WRITTEN INSTRUCTION:
Write out every line of the following listing without changing a single character.

DATASET RECORDS:
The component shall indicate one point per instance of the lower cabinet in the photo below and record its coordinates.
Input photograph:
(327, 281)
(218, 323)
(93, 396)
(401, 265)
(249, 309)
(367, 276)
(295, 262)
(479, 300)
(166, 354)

ANSWER FOR THE TASK:
The component shall indicate one point per instance of the lower cabinet in the photo below and record its coordinates.
Input photograph:
(327, 281)
(218, 323)
(93, 396)
(401, 265)
(249, 309)
(367, 276)
(295, 262)
(479, 300)
(166, 354)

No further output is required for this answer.